Python API reference#

Python bindings to the nanoarrow C library

EXPERIMNETAL

The nanoarrow Python package provides bindings to the nanoarrow C library. Like the nanoarrow C library, it provides tools to facilitate the use of the Arrow C Data and Arrow C Stream interfaces.

class Schema(obj, *, name=None, nullable=None, **params)#

The Schema is nanoarrow’s high-level data type representation whose scope maps to that of the ArrowSchema in the Arrow C Data interface. See schema() for class details.

property byte_width: int | None#

Element byte width for fixed-size binary type

Returns None for types for which this property is not relevant.

>>> import nanoarrow as na
>>> na.fixed_size_binary(123).byte_width
123
field(i)#

Extract a child Schema

>>> import nanoarrow as na
>>> schema = na.struct({"col1": na.int32()})
>>> schema.field(0)
Schema(INT32, name='col1')

#####

§ **Work to complete**:
Reproduce word for word the stretch of the nanoarrow Python API reference above from "EXPERIMNETAL" through "is not relevant.".

§ **Records from a point labeling set**:
#####

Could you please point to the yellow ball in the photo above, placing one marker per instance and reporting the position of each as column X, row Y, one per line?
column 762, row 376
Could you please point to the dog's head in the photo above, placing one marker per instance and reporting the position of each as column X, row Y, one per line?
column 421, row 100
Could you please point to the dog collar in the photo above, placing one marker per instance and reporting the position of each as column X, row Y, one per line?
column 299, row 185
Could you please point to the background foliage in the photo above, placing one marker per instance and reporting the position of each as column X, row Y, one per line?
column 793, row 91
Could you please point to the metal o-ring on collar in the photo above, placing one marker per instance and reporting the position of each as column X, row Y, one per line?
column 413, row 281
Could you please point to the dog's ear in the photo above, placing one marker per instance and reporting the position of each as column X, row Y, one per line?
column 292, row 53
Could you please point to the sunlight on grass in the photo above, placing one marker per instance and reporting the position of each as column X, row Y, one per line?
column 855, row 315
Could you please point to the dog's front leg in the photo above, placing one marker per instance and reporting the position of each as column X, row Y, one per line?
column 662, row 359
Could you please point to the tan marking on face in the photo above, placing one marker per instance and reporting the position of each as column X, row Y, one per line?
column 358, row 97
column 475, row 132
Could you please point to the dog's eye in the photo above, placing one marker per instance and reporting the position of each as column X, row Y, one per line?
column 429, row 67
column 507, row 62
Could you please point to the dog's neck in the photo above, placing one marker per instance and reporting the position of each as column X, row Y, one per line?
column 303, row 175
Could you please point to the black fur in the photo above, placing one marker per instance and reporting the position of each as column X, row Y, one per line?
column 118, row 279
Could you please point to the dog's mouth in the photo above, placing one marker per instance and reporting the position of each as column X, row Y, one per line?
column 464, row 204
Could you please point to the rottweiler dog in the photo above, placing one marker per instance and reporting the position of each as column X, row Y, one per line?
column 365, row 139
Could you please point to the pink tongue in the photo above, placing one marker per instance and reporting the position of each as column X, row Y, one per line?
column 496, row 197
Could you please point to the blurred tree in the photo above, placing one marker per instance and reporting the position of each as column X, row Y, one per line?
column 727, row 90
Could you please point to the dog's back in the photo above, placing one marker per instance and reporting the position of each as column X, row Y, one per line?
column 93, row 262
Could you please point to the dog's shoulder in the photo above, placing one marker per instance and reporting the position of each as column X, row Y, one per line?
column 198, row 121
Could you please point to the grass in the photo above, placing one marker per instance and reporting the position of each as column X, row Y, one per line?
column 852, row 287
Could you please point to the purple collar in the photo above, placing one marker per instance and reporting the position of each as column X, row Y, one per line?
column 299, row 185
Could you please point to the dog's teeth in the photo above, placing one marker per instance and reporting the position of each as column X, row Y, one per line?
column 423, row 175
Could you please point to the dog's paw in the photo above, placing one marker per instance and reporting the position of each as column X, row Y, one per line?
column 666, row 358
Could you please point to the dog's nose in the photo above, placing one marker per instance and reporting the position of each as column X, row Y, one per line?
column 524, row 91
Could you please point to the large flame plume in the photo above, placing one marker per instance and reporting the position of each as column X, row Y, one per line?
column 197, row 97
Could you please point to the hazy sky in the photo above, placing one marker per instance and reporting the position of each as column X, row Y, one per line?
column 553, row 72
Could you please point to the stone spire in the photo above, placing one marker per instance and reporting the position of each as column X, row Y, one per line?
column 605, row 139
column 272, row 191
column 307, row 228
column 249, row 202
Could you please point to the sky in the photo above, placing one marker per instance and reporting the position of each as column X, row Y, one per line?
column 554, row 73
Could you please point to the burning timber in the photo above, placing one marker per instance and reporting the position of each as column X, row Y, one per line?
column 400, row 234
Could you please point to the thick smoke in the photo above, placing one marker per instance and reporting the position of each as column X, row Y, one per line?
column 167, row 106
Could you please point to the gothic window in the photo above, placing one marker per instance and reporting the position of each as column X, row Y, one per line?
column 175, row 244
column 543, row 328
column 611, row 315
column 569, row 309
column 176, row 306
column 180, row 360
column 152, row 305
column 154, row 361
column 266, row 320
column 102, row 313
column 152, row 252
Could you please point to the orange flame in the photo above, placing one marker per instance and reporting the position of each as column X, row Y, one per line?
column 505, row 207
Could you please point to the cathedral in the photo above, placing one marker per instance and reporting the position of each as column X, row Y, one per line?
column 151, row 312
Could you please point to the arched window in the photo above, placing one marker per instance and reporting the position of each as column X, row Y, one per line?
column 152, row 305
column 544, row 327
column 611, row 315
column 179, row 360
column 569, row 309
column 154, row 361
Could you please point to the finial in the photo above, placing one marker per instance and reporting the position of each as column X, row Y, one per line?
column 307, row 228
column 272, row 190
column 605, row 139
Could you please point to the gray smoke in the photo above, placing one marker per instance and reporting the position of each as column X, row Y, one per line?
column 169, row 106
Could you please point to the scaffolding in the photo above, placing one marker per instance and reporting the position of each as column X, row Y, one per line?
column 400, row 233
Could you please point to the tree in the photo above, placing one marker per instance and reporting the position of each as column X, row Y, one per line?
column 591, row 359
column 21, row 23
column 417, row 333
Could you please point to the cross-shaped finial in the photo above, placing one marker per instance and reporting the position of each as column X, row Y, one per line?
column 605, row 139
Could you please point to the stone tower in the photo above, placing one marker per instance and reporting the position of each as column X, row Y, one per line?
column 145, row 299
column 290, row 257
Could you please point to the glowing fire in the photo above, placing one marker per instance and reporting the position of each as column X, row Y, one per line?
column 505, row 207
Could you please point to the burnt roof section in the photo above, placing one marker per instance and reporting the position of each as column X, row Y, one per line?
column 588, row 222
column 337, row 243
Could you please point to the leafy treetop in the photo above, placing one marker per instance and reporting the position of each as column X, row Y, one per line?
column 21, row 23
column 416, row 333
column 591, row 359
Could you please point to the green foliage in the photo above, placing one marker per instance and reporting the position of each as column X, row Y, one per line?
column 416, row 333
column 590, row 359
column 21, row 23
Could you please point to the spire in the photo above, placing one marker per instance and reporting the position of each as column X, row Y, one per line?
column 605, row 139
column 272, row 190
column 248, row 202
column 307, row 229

#####

§ **Final result**:
EXPERIMNETAL

The nanoarrow Python package provides bindings to the nanoarrow C library. Like the nanoarrow C library, it provides tools to facilitate the use of the Arrow C Data and Arrow C Stream interfaces.

class Schema(obj, *, name=None, nullable=None, **params)#

The Schema is nanoarrow’s high-level data type representation whose scope maps to that of the ArrowSchema in the Arrow C Data interface. See schema() for class details.

property byte_width: int | None#

Element byte width for fixed-size binary type

Returns None for types for which this property is not relevant.